### WHAT TO PRODUCE
Pick each line that has "object" out of the records.

[[ PROVIDED DATA open ]]

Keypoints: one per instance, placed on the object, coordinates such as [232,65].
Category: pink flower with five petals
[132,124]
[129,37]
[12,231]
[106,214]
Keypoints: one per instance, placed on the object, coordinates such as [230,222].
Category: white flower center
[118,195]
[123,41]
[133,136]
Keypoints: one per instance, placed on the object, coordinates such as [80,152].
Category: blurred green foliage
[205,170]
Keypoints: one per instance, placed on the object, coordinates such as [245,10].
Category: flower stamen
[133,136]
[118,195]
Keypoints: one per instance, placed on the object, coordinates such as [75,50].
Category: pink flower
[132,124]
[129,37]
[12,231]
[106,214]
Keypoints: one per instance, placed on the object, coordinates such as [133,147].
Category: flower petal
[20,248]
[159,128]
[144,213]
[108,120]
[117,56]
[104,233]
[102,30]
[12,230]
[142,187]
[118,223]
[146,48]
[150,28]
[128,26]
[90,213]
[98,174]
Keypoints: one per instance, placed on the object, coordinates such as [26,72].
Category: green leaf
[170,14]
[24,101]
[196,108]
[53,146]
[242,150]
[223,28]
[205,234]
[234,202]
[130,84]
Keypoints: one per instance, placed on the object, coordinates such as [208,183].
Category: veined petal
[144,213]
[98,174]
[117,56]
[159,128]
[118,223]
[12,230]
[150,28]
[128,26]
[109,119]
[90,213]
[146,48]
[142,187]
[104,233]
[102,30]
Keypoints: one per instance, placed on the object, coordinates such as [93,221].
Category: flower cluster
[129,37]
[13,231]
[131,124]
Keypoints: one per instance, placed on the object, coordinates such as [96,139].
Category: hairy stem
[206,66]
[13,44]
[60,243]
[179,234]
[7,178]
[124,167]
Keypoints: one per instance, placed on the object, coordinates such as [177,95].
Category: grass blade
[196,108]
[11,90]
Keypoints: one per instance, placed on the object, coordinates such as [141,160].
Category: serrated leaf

[[ PROVIDED DATA closed ]]

### ANSWER TO THIS EXERCISE
Keypoints: one per instance, placed on the object, coordinates such as [232,65].
Keypoints: one per instance, placed on the object, coordinates such as [230,222].
Keypoints: one per instance, placed on the object, coordinates such as [80,152].
Keypoints: one per instance, placed on the object, coordinates such as [245,10].
Keypoints: one per instance, placed on the object, coordinates such as [75,50].
Keypoints: one per instance, placed on the object, coordinates such as [133,147].
Keypoints: one per instance, placed on the object, coordinates such as [26,72].
Keypoints: one per instance, placed on the object, coordinates such as [208,183].
Keypoints: one per instance, placed on the object, coordinates such as [93,221].
Keypoints: one per instance, placed on the object, coordinates such as [96,139].
Keypoints: one per instance, placed on the object, coordinates such as [177,95].
Keypoints: one per instance, placed on the object, coordinates such as [141,160].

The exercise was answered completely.